Reproduce every line below without changing anything.

───

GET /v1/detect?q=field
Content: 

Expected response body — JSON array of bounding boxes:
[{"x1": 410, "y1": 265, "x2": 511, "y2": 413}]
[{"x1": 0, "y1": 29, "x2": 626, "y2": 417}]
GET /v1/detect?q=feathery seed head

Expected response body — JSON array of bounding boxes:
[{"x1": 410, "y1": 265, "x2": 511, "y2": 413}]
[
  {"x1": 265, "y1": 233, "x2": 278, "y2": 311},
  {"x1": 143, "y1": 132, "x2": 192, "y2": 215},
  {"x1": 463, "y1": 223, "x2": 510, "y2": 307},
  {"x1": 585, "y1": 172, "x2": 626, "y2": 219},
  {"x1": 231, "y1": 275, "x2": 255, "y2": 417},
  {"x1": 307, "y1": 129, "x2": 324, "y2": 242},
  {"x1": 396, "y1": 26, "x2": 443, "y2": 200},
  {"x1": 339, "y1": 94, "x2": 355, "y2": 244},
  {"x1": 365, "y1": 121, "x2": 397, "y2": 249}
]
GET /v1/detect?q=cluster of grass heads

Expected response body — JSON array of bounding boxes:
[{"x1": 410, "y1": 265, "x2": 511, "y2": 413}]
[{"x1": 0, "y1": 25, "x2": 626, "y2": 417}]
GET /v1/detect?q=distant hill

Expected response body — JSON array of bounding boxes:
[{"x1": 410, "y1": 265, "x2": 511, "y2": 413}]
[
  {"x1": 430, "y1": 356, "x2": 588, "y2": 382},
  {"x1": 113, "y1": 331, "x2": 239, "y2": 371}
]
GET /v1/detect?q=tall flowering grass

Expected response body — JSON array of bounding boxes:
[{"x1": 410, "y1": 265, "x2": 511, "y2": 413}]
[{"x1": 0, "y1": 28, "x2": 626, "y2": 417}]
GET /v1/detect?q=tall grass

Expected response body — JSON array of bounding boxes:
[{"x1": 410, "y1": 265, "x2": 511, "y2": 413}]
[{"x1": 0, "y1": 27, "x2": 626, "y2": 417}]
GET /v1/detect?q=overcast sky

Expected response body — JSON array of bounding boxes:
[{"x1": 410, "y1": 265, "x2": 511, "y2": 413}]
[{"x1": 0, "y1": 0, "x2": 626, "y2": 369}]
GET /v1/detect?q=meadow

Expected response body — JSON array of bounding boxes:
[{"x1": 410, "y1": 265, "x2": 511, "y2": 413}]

───

# Full response
GET /v1/detect?q=field
Content: 

Expected response body — JSON array of bounding boxes:
[{"x1": 410, "y1": 265, "x2": 511, "y2": 413}]
[{"x1": 0, "y1": 29, "x2": 626, "y2": 417}]
GET /v1/detect?q=feathery seed head

Expected response body — JSON array of bounding boxes:
[{"x1": 410, "y1": 265, "x2": 511, "y2": 413}]
[
  {"x1": 265, "y1": 233, "x2": 278, "y2": 311},
  {"x1": 143, "y1": 132, "x2": 192, "y2": 215},
  {"x1": 463, "y1": 223, "x2": 510, "y2": 307},
  {"x1": 585, "y1": 172, "x2": 626, "y2": 219},
  {"x1": 231, "y1": 275, "x2": 255, "y2": 417},
  {"x1": 307, "y1": 129, "x2": 324, "y2": 242},
  {"x1": 396, "y1": 26, "x2": 443, "y2": 200},
  {"x1": 339, "y1": 94, "x2": 355, "y2": 244},
  {"x1": 365, "y1": 121, "x2": 397, "y2": 249}
]
GET /v1/detect?q=cluster of grass heads

Expected response body — JSON array of bounding boxes:
[{"x1": 410, "y1": 265, "x2": 511, "y2": 413}]
[{"x1": 0, "y1": 25, "x2": 626, "y2": 417}]
GET /v1/detect?q=distant hill

Expected response body — JSON array of bounding boxes:
[{"x1": 410, "y1": 265, "x2": 511, "y2": 413}]
[
  {"x1": 430, "y1": 356, "x2": 588, "y2": 382},
  {"x1": 113, "y1": 331, "x2": 239, "y2": 371}
]
GET /v1/detect?q=tall flowering grass

Expected response body — JSON array of bounding boxes:
[{"x1": 410, "y1": 265, "x2": 511, "y2": 413}]
[{"x1": 0, "y1": 28, "x2": 626, "y2": 417}]
GET /v1/detect?q=tall grass

Expected response body — JSON array of bounding boxes:
[{"x1": 410, "y1": 265, "x2": 511, "y2": 413}]
[{"x1": 0, "y1": 27, "x2": 626, "y2": 417}]
GET /v1/detect?q=overcast sky

Expected response body — JSON array of bounding boxes:
[{"x1": 410, "y1": 265, "x2": 511, "y2": 413}]
[{"x1": 0, "y1": 0, "x2": 626, "y2": 369}]
GET /v1/detect?q=meadow

Expected response body — JSON array of bounding boxes:
[{"x1": 410, "y1": 265, "x2": 511, "y2": 413}]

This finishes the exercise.